I already have a plain gray/black glen plaid suit from a long time ago before I knew about #menswear (Men's Wearhouse, Joseph Abboud MiUSA lol) so I'm probably going to pass on this one, esp. given my recent fail with an SM RTW vest in what was supposed to be my size, but I was actually thinking, if they could put a windowpane on top using hte same green as the backdrop of this pic (Racing green??) i'd definitely give it a shot.

Marginally relevant: can someone please straighten out the terminology for me? Derek mentioned this once but I cannot find the thread. Spier is calling it POW but I thought POW was only if this also had the windowpane, and that without one it was just glen plaid or perhaps glen urquhart? Or is it only PoW when it is a specific color, the one Albert liked? What about when there's no windowpane, but the edges of the plaid pattern are a different color, e.g. the suit above but with some blue mixed in?

Record list:
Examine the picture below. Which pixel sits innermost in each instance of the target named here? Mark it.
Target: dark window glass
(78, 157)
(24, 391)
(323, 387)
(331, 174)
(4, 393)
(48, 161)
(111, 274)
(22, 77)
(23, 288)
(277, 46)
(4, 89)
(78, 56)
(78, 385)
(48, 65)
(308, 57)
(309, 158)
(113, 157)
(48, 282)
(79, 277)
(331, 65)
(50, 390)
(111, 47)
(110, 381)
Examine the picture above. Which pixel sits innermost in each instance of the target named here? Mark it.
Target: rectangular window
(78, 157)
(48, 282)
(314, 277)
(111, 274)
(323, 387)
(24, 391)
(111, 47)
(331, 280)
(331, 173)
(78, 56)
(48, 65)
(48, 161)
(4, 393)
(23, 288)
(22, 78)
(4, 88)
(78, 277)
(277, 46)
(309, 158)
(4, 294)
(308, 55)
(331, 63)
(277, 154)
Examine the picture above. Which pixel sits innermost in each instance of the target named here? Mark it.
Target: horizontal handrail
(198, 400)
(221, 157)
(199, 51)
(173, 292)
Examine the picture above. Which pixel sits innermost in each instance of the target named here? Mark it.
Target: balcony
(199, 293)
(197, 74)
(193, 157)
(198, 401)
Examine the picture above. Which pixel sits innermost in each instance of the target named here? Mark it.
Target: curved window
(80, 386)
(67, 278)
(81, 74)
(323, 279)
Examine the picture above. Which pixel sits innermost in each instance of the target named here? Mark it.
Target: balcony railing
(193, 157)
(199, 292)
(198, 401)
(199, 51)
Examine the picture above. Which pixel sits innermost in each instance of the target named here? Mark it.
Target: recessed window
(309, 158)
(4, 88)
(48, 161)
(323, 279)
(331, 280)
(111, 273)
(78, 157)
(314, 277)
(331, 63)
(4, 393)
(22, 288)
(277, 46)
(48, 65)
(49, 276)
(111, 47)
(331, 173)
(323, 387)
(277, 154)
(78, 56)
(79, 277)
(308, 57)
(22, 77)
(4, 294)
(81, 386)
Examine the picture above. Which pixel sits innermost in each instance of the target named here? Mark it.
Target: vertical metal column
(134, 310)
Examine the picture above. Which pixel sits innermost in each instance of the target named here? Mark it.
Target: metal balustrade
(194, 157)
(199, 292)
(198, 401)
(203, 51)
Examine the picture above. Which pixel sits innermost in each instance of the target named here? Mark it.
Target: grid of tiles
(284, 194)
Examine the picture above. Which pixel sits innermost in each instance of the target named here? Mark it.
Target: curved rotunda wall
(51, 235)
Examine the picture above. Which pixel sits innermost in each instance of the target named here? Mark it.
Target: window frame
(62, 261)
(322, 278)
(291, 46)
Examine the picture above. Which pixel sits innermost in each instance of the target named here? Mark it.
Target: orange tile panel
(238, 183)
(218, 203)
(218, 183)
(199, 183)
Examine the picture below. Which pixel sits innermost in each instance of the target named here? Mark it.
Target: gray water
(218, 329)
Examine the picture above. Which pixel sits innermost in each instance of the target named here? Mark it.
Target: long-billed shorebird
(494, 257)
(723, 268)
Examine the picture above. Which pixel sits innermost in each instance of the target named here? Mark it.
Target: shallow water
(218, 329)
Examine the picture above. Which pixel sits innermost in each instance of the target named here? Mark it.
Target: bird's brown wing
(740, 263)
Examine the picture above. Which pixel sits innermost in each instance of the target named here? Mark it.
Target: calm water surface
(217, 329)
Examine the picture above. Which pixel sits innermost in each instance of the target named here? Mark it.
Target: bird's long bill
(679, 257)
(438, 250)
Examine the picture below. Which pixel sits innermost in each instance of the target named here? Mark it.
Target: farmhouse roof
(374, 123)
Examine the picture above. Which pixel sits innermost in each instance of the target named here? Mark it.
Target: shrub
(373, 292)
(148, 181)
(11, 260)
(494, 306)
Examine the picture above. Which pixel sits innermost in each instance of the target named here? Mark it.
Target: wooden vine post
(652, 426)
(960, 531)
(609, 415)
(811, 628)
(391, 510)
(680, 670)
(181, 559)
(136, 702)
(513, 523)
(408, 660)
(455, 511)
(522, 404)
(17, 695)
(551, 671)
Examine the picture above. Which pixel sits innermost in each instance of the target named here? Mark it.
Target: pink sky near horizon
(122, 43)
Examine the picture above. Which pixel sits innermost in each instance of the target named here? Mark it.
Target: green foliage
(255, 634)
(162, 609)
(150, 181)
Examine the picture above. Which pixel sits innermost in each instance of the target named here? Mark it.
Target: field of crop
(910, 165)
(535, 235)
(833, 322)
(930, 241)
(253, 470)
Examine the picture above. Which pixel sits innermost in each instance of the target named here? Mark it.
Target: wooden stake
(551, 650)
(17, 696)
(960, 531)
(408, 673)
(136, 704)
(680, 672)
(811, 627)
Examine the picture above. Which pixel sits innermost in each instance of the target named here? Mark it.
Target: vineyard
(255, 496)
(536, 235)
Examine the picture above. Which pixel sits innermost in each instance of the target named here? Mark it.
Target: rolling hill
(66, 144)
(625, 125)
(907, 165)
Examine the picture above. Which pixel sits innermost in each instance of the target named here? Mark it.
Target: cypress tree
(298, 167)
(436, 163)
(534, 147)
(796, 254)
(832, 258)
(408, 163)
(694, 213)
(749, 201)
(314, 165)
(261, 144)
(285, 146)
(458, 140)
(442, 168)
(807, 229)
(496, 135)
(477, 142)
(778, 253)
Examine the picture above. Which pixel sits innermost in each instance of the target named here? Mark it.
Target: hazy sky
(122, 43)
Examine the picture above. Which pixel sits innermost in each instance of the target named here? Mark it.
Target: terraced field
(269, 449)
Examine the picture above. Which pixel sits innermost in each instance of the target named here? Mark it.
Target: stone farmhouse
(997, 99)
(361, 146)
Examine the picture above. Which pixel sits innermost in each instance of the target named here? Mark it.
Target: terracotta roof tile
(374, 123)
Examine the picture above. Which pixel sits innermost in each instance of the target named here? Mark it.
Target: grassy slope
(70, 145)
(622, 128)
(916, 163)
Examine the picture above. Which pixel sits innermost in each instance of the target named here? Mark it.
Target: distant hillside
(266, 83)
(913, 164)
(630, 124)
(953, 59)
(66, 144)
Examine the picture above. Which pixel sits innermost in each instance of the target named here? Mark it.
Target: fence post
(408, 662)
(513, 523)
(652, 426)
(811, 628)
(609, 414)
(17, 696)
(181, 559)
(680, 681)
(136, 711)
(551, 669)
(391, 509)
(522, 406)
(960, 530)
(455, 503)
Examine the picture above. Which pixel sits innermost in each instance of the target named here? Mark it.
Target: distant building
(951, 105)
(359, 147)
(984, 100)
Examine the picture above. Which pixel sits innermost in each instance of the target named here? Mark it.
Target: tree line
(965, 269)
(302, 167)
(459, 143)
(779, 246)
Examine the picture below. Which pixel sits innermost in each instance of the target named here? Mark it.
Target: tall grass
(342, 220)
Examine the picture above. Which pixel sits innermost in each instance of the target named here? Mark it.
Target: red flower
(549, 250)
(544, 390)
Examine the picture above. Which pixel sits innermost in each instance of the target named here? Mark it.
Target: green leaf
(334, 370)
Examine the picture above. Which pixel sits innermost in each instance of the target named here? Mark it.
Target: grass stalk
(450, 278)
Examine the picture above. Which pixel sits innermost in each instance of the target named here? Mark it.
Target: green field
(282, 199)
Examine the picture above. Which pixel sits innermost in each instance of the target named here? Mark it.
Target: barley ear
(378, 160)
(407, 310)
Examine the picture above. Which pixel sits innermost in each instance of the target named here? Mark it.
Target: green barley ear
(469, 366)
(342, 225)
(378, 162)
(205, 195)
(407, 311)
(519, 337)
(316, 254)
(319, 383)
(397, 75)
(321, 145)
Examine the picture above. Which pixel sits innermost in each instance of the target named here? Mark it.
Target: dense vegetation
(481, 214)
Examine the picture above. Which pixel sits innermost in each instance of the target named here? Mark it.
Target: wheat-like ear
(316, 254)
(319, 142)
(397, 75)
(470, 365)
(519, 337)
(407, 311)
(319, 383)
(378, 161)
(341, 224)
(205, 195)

Exercise task A: Say whether each statement agrees with the glen plaid post, answering yes or no and quoting the deciding words: (i) The writer already owns a gray/black glen plaid suit. (ii) The writer's recent SM RTW vest fit as expected. (iii) The writer located the thread where Derek discussed the terminology.
Exercise task B: Write the next part of the glen plaid post, picking up after its final sentence.

Output A:
(i) Yes: "I already have a plain gray/black glen plaid suit from a long time ago"
(ii) No: "my recent fail with an SM RTW vest in what was supposed to be my size"
(iii) No: "Derek mentioned this once but I cannot find the thread"

Output B:
Plz explain. Also, it continues to boggle my mind that a bunch of goons in the 1840s who believed in ghosts and leeches and using the Thames as a toilet was able to put all this together on an Industrial Revolution era loom, while I lack the spatial perception to make the five minute commute to work without GPS.
I know Wikipedia is not always definitive, but in this case, it lays out what I understand about POW/Glen Plaid....
Glen plaid (short for Glen Urquhart plaid), also known as Glenurquhart check or Prince of Wales check, is a woollen fabric with a woven twill design of small and large checks.[1] It is usually made of black/grey and white, or with more muted colours, particularly with two dark and two light stripes alternate with four dark and four light stripes which creates a crossing pattern of irregular checks.[2] Glen plaid as a woven pattern may be extended to cotton shirting and other non-woollen fabrics.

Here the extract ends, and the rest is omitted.